• Exercise aim: In the records below, the lines from the one containing "Pin each instance of the grass" through the last are to be reproduced exactly and alone.

Segment Start: Provided material

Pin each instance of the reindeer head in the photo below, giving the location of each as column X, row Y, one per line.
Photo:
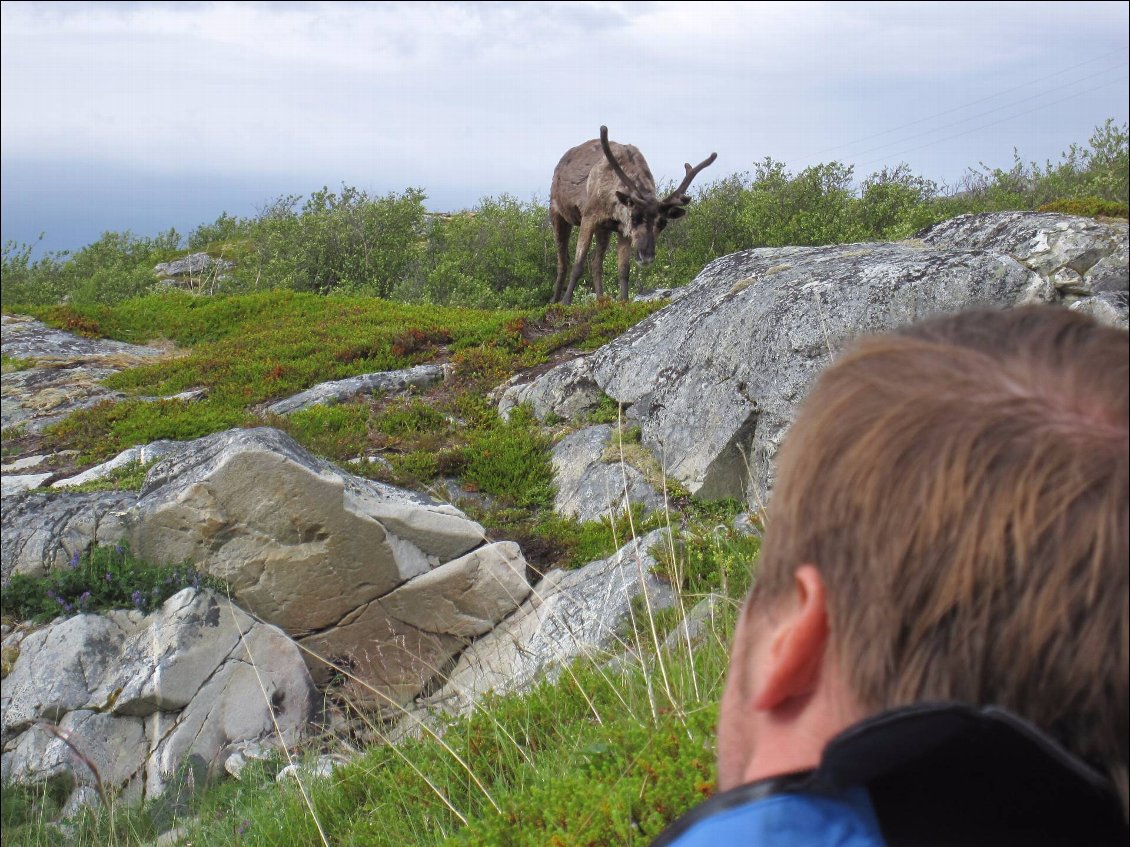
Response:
column 648, row 215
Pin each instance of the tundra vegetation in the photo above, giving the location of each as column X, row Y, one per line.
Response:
column 344, row 284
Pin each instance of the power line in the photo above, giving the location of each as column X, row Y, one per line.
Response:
column 971, row 103
column 993, row 111
column 984, row 125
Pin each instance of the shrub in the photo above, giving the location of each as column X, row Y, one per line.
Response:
column 1087, row 207
column 104, row 577
column 511, row 460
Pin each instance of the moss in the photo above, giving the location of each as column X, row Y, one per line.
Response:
column 1087, row 207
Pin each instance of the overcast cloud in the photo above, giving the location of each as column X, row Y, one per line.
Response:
column 149, row 115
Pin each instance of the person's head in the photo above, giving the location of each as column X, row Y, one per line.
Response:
column 949, row 523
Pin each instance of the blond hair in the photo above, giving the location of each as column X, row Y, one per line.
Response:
column 962, row 486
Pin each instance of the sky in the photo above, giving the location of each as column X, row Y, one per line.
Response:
column 145, row 115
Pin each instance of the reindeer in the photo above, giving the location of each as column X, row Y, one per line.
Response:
column 606, row 188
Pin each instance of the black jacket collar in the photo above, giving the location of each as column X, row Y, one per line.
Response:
column 942, row 775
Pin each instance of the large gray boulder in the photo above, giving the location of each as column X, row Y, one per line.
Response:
column 138, row 696
column 302, row 543
column 44, row 532
column 381, row 586
column 385, row 382
column 714, row 380
column 597, row 479
column 67, row 375
column 584, row 612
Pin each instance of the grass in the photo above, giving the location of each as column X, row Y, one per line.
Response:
column 98, row 579
column 592, row 758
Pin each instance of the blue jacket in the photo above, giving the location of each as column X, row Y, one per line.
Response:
column 924, row 776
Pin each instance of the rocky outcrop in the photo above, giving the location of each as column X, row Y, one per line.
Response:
column 714, row 380
column 572, row 613
column 142, row 454
column 67, row 374
column 193, row 271
column 377, row 582
column 138, row 697
column 45, row 532
column 385, row 382
column 596, row 479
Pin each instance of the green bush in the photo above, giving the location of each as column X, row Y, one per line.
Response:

Segment End: Provided material

• Answer section:
Pin each instance of the grass in the photo above, giving the location of each as column X, row Y, one per line.
Response:
column 98, row 579
column 592, row 758
Pin each instance of the blue jacket in the photo above, giving the location of each as column X, row Y, one per line.
Response:
column 924, row 776
Pin each instance of the rocky outcrop in the photo above, giving the location of each as column X, row Y, one per line.
Response:
column 714, row 380
column 572, row 613
column 142, row 454
column 67, row 374
column 193, row 271
column 377, row 582
column 138, row 697
column 45, row 532
column 385, row 382
column 596, row 479
Pin each instance of the green bush in the photo above, giving the location of each as column X, row Y, one per line.
Response:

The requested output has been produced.